Start of Supplied data
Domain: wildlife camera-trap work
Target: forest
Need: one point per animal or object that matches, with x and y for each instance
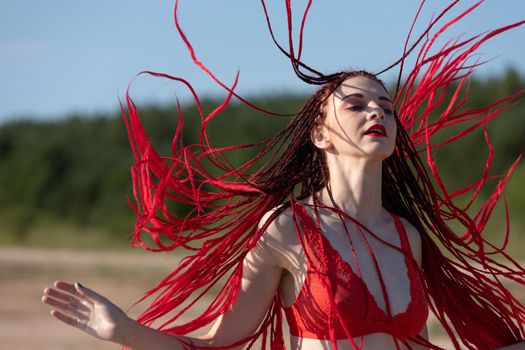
(67, 182)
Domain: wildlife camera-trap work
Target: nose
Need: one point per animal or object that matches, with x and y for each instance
(376, 113)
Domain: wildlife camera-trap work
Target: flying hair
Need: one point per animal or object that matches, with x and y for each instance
(463, 274)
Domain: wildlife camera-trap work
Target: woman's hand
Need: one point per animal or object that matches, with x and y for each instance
(86, 310)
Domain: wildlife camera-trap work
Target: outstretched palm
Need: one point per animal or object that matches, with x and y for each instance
(86, 310)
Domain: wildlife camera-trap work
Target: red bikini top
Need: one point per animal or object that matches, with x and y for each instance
(313, 316)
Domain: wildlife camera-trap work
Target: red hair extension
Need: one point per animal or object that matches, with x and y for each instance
(464, 287)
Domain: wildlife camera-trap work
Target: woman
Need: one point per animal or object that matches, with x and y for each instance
(355, 132)
(341, 235)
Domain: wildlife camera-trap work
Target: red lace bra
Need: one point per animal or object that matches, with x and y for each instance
(311, 316)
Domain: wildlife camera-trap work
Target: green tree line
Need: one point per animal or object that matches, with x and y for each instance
(75, 171)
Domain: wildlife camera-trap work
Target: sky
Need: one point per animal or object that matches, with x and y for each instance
(61, 57)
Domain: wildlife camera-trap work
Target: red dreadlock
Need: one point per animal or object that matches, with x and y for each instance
(227, 207)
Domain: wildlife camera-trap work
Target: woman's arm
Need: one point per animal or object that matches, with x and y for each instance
(94, 314)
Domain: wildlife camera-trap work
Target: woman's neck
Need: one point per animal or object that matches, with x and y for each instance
(355, 188)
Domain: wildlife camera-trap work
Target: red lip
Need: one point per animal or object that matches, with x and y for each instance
(376, 130)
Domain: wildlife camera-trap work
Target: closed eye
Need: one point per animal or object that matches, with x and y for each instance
(356, 108)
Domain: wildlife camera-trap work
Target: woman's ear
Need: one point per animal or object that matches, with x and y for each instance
(319, 136)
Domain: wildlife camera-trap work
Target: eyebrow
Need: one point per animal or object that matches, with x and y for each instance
(358, 95)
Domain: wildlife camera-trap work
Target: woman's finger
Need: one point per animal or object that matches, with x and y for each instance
(76, 322)
(71, 305)
(67, 287)
(66, 297)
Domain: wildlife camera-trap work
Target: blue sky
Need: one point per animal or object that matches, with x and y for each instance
(59, 57)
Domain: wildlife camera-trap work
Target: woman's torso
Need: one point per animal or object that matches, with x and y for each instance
(361, 253)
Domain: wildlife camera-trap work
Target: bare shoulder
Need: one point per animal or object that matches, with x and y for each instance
(279, 239)
(414, 238)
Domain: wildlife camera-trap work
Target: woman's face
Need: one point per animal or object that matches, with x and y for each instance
(358, 121)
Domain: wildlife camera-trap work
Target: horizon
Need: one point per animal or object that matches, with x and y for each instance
(72, 57)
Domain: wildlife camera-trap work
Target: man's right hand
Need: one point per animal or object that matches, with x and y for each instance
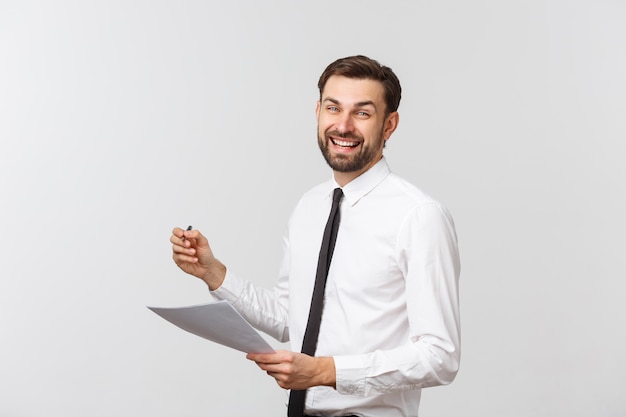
(192, 254)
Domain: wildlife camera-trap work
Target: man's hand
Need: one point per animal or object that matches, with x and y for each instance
(296, 371)
(192, 254)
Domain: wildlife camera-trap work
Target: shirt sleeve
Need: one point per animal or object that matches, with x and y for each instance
(427, 254)
(265, 309)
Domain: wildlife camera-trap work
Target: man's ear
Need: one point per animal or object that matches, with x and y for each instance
(391, 123)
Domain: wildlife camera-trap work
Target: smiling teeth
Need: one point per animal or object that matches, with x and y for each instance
(345, 143)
End of Supplied data
Repeat the data in full and exactly. Omit pictures.

* Solution:
Domain: wildlife camera-trap work
Target: forest
Need: one point per animal or object that matches, with x and y for each instance
(67, 182)
Domain: wildlife camera-trap work
Target: nose
Need: one point per animal or object that matches, with x and y for each instance
(376, 113)
Domain: wildlife camera-trap work
Target: flying hair
Need: one point per animal or object that matches, with x and y for each instance
(463, 274)
Domain: wildlife camera-trap work
Target: woman's hand
Need: one point per animal or object that matches, with x and y for each instance
(86, 310)
Domain: wildlife camera-trap work
Target: outstretched palm
Need: one point per animal or object that matches, with x and y for each instance
(86, 310)
Domain: wildlife camera-trap work
Target: red bikini top
Need: one point per animal or object that matches, with x and y for each instance
(313, 316)
Domain: wildlife camera-trap work
Target: red hair extension
Need: one point per animal or object that matches, with x and y for each instance
(464, 287)
Domain: wildlife camera-trap work
Target: woman
Need: one point per animal or object that matches, with x and y for each instance
(355, 132)
(341, 235)
Domain: wildlife camera-trap work
Target: red lace bra
Need: one point per animal or object that matches, with x and y for each instance
(311, 316)
Domain: wildlife camera-trap work
Target: green tree line
Need: one point per animal or object that matches, with x and y for each instance
(75, 171)
Domain: wildlife camera-trap work
Target: sky
Need: one point per animal or object that matches, with x and y for each instance
(61, 57)
Domain: wildlife camera-trap work
Target: red dreadlock
Need: one point per animal or object that matches, with x and y for each instance
(227, 207)
Domain: wildlife camera-trap work
Target: woman's arm
Need: one point per animal or object that matches, with x and y for each instance
(94, 314)
Domain: wildlife camera-trap work
Target: woman's neck
Need: one point per animal or object that matches, with x and y for each instance
(355, 188)
Domain: wildlife camera-trap work
Target: red lip
Need: one point per animal or object that matches, with x and y for each instance
(376, 130)
Domain: wildlife camera-trap work
Target: closed eye
Need: one point per animal or object that matches, with x and y for each instance
(356, 108)
Domain: wildlife camera-trap work
Target: woman's ear
Need: one point per animal or object that matches, with x and y for each instance
(319, 136)
Domain: wildlife camera-trap work
Target: eyebrow
Need: one point per animal or object that matches, with x and y for each instance
(358, 95)
Domain: wildlife camera-trap work
Target: woman's finger
Need: one point per animal or object that matches, with x and y for each instance
(76, 322)
(71, 305)
(67, 287)
(66, 297)
Domain: wildlife camera-trap work
Target: blue sky
Need: one point per animal or object that matches, with x and y for each instance
(59, 57)
Domain: wildlife camera-trap work
Target: woman's torso
Need: one point per animal or object that matches, with x and y for each instance
(361, 253)
Domain: wildlife camera-trap work
Target: bare shoulder
Need: one point per animal or object that matches, with x and y for each instance
(279, 239)
(414, 238)
Domain: wildlife camera-trap work
Target: woman's face
Need: one point per animal or object that matches, with x and y for each instance
(358, 121)
Domain: wildlife camera-trap work
Target: horizon
Need: one point per animal or object that matches, with x and y for each instance
(72, 57)
Domain: wildlife camera-trap work
Target: man's right hand
Need: one point per animal or object that matches, with x and y for each instance
(192, 254)
Domain: wildlife camera-trap work
Target: man's hand
Need: one point per animal or object that matches, with x and y for each instance
(296, 371)
(192, 254)
Domain: wildlife camera-trap work
Target: shirt sleeve
Need: one point per animal or object that matches, with x and y for each instance
(427, 254)
(265, 309)
Domain: wildlife camera-trap work
Target: man's ear
Need: one point per animal or object that matches, with x and y for each instance
(391, 123)
Domain: wildlife camera-trap work
Target: smiling teeth
Need: one point per animal or object that matches, with x and y for each instance
(345, 143)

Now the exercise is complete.